** Opening Supplied records block **

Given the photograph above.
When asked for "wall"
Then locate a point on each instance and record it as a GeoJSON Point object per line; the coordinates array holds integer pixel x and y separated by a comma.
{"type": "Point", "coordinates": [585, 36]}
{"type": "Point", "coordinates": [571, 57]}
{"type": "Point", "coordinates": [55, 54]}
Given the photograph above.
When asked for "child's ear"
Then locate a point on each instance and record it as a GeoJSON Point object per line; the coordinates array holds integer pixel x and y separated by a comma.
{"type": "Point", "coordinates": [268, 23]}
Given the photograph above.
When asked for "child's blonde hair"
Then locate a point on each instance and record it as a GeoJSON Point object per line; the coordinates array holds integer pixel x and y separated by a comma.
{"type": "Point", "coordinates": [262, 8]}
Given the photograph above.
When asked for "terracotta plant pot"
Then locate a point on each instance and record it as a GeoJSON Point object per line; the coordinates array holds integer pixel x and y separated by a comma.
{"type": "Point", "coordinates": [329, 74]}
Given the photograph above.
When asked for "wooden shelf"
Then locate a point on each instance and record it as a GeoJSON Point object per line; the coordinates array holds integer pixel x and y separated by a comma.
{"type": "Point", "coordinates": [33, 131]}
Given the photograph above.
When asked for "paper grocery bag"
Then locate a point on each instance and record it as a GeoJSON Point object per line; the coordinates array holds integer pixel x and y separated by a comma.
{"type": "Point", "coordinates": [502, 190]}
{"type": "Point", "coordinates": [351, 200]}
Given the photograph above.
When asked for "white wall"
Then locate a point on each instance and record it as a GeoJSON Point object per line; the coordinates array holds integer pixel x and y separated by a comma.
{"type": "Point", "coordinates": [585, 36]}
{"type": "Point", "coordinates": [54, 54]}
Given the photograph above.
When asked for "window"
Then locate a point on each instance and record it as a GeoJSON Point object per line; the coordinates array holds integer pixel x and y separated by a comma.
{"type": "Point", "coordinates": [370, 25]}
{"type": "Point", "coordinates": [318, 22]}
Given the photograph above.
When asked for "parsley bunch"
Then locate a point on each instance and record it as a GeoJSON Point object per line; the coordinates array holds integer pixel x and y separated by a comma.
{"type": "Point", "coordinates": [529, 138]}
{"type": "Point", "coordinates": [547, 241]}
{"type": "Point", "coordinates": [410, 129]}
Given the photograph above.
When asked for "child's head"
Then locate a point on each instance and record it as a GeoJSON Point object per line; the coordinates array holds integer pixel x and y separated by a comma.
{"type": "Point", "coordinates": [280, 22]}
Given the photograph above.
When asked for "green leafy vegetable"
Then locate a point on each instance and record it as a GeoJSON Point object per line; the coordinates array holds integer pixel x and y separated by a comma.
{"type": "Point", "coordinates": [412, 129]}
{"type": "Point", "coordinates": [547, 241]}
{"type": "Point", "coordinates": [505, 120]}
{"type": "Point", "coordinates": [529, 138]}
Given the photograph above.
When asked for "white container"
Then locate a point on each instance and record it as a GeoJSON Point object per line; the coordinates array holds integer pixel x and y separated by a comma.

** Closing Supplied records block **

- Work request:
Every single record is to be set down again, unaltered.

- Result for this task:
Given the photograph above.
When asked for "wall"
Then locate a point on each instance and record it as a GeoJSON Point object per line; the coordinates array holds integer pixel x and y separated by a comma.
{"type": "Point", "coordinates": [585, 36]}
{"type": "Point", "coordinates": [571, 57]}
{"type": "Point", "coordinates": [55, 54]}
Given the photograph above.
When asked for "child's ear"
Then locate a point on each instance and record it as a GeoJSON Point object per line; the coordinates array holds integer pixel x and y separated by a comma.
{"type": "Point", "coordinates": [268, 23]}
Given the photograph above.
When asked for "child's blonde hair"
Then locate a point on each instance and record it as a GeoJSON Point object per line; the coordinates array holds integer pixel x and y separated by a comma.
{"type": "Point", "coordinates": [262, 8]}
Given the photograph above.
When asked for "terracotta plant pot"
Then locate a point on each instance and record it as a GeoJSON Point object per line; the coordinates array holds integer pixel x and y separated by a comma.
{"type": "Point", "coordinates": [329, 74]}
Given the photograph above.
When asked for "wooden shelf"
Then locate a point on each instance and record it as a GeoJSON Point object per line; the coordinates array holds integer pixel x and y separated by a comma.
{"type": "Point", "coordinates": [33, 131]}
Given the photograph above.
When asked for "paper grocery bag"
Then locate a point on each instance and record it as a GeoJSON Point object per line; the coordinates array holds integer pixel x and y separated by a comma.
{"type": "Point", "coordinates": [502, 190]}
{"type": "Point", "coordinates": [351, 200]}
Given the photograph above.
When asked for "white wall"
Then locate a point on each instance and record it as a GeoJSON Point object per line; the coordinates array holds integer pixel x and y separated by a comma.
{"type": "Point", "coordinates": [585, 36]}
{"type": "Point", "coordinates": [54, 54]}
Given the photograph above.
When asked for "window"
Then locate a point on each instance and record it as a GeoJSON Point object per line; the coordinates array holds integer pixel x and y separated by a comma.
{"type": "Point", "coordinates": [370, 25]}
{"type": "Point", "coordinates": [318, 22]}
Given the photograph above.
When asked for "parsley bunch"
Then locate a point on each instance and record it as a GeoJSON Point object per line; the coordinates array holds integer pixel x and y separated by a comma.
{"type": "Point", "coordinates": [529, 138]}
{"type": "Point", "coordinates": [547, 241]}
{"type": "Point", "coordinates": [410, 129]}
Given the photograph above.
When asked for "child's head"
Then locate a point on each instance and record it as a GeoJSON Point object per line; the coordinates array holds integer pixel x and y separated by a comma.
{"type": "Point", "coordinates": [280, 22]}
Given the photograph above.
When asked for "green leafy vegetable"
Then locate a point on each instance and record it as a GeoJSON Point object per line; the coordinates array holds integer pixel x and y separated by a comma.
{"type": "Point", "coordinates": [412, 129]}
{"type": "Point", "coordinates": [547, 241]}
{"type": "Point", "coordinates": [505, 120]}
{"type": "Point", "coordinates": [529, 138]}
Given the photograph above.
When asked for "white container"
Then locate a point on each instance and record it as a GeoJSON Point object per line; the coordinates array holds integer pixel x and y separated by a comma.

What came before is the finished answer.